Start of AVAILABLE RECORDS

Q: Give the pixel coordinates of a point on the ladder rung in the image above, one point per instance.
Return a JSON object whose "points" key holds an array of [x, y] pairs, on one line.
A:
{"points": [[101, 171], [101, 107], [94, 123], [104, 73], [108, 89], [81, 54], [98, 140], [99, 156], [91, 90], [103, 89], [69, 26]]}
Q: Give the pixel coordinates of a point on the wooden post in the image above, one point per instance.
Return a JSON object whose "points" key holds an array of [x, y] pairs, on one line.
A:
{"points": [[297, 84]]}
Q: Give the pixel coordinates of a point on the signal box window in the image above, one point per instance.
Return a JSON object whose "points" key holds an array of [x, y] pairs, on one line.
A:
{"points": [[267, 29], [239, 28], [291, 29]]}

End of AVAILABLE RECORDS

**EXERCISE INSTRUCTIONS:** The whole listing, word for word, is the required answer.

**REPLY TO THE TASK:**
Q: Give the pixel coordinates of a point on the ladder rung in the image above, one point per instance.
Return a JSON object whose "points" key holds an array of [x, y] pairs, on one line.
A:
{"points": [[101, 171], [101, 107], [94, 123], [104, 73], [108, 89], [81, 54], [98, 140], [99, 156], [91, 90], [103, 89], [69, 26]]}
Q: Give the pixel coordinates of a point on the wooden post in the image above, one point per instance.
Return a JSON object whose "points" key holds an array of [x, y] pairs, on one line.
A:
{"points": [[297, 84]]}
Q: Give the pixel coordinates of a point on the signal box window in the image above, one point per instance.
Return a JSON object whose "points" key holds an array of [x, y] pairs, on one line.
A:
{"points": [[267, 29], [239, 28], [291, 29]]}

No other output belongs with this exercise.